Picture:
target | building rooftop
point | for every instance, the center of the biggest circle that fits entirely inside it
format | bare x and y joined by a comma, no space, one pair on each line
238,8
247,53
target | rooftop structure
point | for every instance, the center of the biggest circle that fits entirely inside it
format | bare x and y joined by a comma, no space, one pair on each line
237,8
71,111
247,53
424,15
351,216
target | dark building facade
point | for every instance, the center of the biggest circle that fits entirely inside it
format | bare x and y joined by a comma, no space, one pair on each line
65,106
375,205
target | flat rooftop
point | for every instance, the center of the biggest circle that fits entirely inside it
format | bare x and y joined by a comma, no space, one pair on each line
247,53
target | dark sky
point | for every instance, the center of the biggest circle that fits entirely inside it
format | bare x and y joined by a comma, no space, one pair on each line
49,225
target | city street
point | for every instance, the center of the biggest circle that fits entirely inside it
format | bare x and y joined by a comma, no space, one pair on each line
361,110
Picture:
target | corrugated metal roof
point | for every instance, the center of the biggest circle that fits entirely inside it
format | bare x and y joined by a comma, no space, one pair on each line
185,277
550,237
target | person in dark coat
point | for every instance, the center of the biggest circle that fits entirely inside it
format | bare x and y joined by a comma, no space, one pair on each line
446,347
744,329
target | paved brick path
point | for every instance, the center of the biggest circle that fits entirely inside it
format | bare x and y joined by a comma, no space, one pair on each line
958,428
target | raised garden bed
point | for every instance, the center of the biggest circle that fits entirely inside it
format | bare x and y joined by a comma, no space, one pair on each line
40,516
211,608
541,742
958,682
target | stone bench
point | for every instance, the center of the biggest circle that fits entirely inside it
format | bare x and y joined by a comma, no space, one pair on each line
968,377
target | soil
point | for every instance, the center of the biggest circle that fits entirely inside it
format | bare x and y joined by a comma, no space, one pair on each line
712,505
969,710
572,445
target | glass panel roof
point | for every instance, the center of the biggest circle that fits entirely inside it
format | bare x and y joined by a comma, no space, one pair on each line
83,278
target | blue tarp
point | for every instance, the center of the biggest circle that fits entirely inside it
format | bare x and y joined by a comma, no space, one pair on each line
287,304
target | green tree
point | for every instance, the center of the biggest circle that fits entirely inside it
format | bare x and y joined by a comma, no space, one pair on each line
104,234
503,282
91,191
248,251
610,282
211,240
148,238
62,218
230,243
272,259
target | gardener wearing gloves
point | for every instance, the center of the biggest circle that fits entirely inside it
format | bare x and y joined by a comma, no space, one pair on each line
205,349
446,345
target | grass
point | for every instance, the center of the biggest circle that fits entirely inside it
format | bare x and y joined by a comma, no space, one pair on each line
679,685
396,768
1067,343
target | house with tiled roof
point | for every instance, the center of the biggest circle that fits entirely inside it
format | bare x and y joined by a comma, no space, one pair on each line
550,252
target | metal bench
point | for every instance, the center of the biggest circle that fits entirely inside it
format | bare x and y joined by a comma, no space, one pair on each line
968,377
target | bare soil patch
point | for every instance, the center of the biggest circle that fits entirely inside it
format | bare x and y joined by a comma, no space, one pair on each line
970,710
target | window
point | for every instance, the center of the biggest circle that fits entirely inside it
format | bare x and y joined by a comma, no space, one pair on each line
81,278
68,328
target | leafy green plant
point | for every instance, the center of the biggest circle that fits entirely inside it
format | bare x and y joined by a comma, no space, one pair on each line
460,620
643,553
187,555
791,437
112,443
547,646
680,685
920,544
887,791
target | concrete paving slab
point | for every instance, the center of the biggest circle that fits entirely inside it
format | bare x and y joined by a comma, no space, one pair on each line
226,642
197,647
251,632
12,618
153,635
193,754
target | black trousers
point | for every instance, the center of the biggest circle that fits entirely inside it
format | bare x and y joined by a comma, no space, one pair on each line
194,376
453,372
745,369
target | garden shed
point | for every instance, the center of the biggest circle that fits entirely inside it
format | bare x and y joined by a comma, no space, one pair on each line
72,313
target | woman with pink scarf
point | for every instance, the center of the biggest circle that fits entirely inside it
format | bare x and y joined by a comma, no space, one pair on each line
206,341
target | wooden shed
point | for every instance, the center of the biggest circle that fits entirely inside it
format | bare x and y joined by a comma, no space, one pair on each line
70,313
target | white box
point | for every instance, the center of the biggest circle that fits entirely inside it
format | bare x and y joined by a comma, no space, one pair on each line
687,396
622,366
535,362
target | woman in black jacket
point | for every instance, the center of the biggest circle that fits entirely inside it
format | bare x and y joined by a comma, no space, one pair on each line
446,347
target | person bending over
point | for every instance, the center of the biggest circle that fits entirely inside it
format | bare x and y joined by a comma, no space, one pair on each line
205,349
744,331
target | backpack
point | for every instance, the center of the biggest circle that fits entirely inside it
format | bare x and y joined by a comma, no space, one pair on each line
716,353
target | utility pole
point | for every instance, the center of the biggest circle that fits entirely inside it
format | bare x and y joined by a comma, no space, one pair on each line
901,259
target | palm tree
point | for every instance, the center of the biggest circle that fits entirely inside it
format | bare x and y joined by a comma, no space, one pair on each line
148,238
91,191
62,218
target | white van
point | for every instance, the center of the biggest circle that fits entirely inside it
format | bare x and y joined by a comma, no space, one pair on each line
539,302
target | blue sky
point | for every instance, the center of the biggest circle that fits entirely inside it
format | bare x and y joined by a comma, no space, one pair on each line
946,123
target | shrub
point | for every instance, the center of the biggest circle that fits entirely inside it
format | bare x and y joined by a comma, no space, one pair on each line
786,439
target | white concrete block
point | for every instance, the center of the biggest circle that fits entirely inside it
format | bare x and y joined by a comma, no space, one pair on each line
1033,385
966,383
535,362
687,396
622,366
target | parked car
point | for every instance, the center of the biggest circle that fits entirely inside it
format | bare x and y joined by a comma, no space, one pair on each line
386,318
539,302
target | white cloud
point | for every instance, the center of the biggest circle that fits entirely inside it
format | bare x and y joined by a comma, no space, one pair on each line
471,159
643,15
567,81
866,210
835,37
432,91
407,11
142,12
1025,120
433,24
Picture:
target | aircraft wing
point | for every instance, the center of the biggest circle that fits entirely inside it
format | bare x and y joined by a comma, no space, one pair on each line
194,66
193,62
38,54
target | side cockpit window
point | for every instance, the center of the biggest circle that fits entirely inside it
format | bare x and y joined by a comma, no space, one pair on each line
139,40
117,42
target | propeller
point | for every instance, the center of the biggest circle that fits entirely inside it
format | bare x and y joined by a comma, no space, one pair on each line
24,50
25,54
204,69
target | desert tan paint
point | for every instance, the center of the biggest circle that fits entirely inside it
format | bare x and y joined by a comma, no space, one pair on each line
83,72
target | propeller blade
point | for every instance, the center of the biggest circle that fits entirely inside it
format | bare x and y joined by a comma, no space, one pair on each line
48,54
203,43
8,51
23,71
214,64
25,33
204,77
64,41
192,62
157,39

TASK PROMPT: Find the line with "target | white van" in the listing above, then write out that line and each remaining line exactly, with no other text.

EXERCISE RESULT:
target | white van
point | for every instance, the center of the biggest circle that fits entirely inside it
format | bare x and y joined by a comma, no space, one pair on each line
539,302
target | blue sky
point | for every instance, the center of the biggest circle that fits entirely inside it
format | bare x and y joined by a comma, no space, one pair on each line
946,123
target | shrub
point | for every instance, the center of the biggest circle that fits entirely inside it
format | bare x and y joined by a comma, no space, one pair on each line
786,439
target | white concrete block
point | for every instance, the center of the biggest circle that fits entirely inside it
format | bare x and y joined by a comma, no space, one pair on each line
1033,385
966,383
535,362
687,396
622,366
target | parked car
point | for every instance, the center of the biggest circle that fits entirely inside it
format | bare x and y joined by a comma, no space, one pair on each line
386,318
539,302
target | white cloud
point | for every instance, the center of the biggest circle that fits entirely inside it
format | bare x and y joined by a comma, no space, one pair on each line
471,159
643,15
567,81
866,210
835,37
432,91
407,11
142,12
1025,120
433,24
Picture:
target | aircraft wing
point | for every instance, the center of the biggest circle that fits entirely inside it
format | bare x and y joined by a comma, no space, one pair on each line
194,66
193,62
38,54
target | side cockpit window
point | for every instance, the center of the biggest circle that fits entirely inside it
format | bare x and y joined by a comma, no space, one pair on each line
139,40
117,42
target | propeller
point | for every instance, the center of the biggest circle that fits entirely inside it
format | bare x and y joined by a comma, no space, one pair on each line
24,50
25,54
204,69
target | desert tan paint
point | for every instance, the center of the biggest circle that fits entirely inside it
format | bare x and y joined by a comma, no space, one pair on each line
83,72
target | propeller blade
point | for every instance, the center of the biggest circle that fits entirely inside it
format | bare x and y joined by a comma, no space, one pair on each line
48,54
203,43
8,51
23,71
214,64
25,33
204,77
64,41
192,62
157,39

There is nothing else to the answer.